De NSB-ers zijn echter niet de enigen die van de drank hebben geproefd. De drankauto is door de dorpsbewoners aan een nauwkeurig onderzoek onderworpen. Een van hen zegt: ‘Ik bin dronken fan Mussert syn drank”, waarna hij in bed wordt gelegd. De volgende dag rijdt het gezelschap verder, richting Afsluitdijk.
Waddeneilanden
Ook de Waddeneilanden worden een toevluchtsoord voor collaborateurs. Daar zijn nog veel Duitse militairen en men hoopt van hieruit misschien op een andere manier geëvacueerd te kunnen worden. Het personeel van het beruchte Scholtenhuis, het SD-hoofdkwartier in Groningen, belandt bijvoorbeeld op Schiermonnikoog, waar het nog tot 11 juni duurt voor de laatste Duitse militairen zullen vertrekken.
Florentine Rost van Tonningen-Heubel, de vrouw van NSB-kopstuk Meinoud Rost van Tonningen, vlucht hoogzwanger naar Terschelling. ‘De zwarte weduwe’, zelf ook berucht omdat ze na de oorlog nooit afstand neemt van het nationaalsocialisme, bevalt op 28 april in het dorpje Midsland van een zoon. De bevalling zorgt voor veel opwinding, want als de eilanders erachter komen dat er in hun dorp een Rost van Tonningen is geboren, ontstaat er een kleine volksoploop. Maar uiteindelijk loopt alles met een sisser af.
De fusillade in Dokkum is de grootste fusillade geweest tijdens de Tweede Wereldoorlog in Friesland. Een bloedig dieptepunt in de steeds hardere strijd tussen de Duitse bezetter en het verzet.
Het gaat om een wraakactie: drie dagen eerder overvalt het verzet bij het dorp De Valom een auto van de Sicherheitsdienst (SD) met daarin een belangrijke gevangene, in de hoop deze te bevrijden. Bij het vuurgevecht dat ontstaat komen een Duitse SD-er en zijn Belgische chauffeur om het leven.
Artur Albrecht, SD-chef in Friesland, is furieus en wil volgens een getuige Dokkum 'van de kaart van Nederland laten verdwijnen'. Zijn meerderen van de SD-Dienststelle in Groningen geven hem hier echter geen toestemming voor. In plaats daarvan worden twintig gevangenen uit gevangenissen in Friesland en Groningen gehaald en meegenomen naar een weiland aan de Woudweg in Dokkum.
De burgemeester van de stad is zelfs van huis gehaald om toe te kijken. De mannen moeten op een rij gaan liggen in de sneeuw. In groepjes van vijf worden ze naar voren geroepen. Dan klinken er schoten. De lichamen van de slachtoffers moeten een etmaal blijven liggen in de sneeuw, als afschrikwekkend voorbeeld voor de bevolking. De slachtoffers zijn Friezen en Groningers. Sommigen zijn actief in het verzet, anderen zijn Todeskandidaten.

_ _ _

> **Opdracht A**:
Beantwoord de volgende vragen met behulp van het fragment.
(i) Op welk eiland belandt het personeel van het Scholtenhuis?
(ii) In welk dorp bevalt Florentine Rost van Tonningen-Heubel van een zoon?
(iii) Hoeveel gevangenen worden naar het weiland aan de Woudweg in Dokkum gebracht?
> **Opdracht B**: Typ uit het fragment letterlijk het stuk over dat loopt van "Artur Albrecht, SD-chef" tot en met "Woudweg in Dokkum.".

> **Gegevens hieronder**:
_ _ _

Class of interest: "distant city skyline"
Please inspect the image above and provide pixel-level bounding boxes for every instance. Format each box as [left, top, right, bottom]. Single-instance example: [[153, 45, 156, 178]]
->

_ _ _

> **Jouw antwoord A**:
(i) Schiermonnikoog
(ii) Midsland
(iii) Twintig

> **Jouw antwoord B**:
Artur Albrecht, SD-chef in Friesland, is furieus en wil volgens een getuige Dokkum 'van de kaart van Nederland laten verdwijnen'. Zijn meerderen van de SD-Dienststelle in Groningen geven hem hier echter geen toestemming voor. In plaats daarvan worden twintig gevangenen uit gevangenissen in Friesland en Groningen gehaald en meegenomen naar een weiland aan de Woudweg in Dokkum.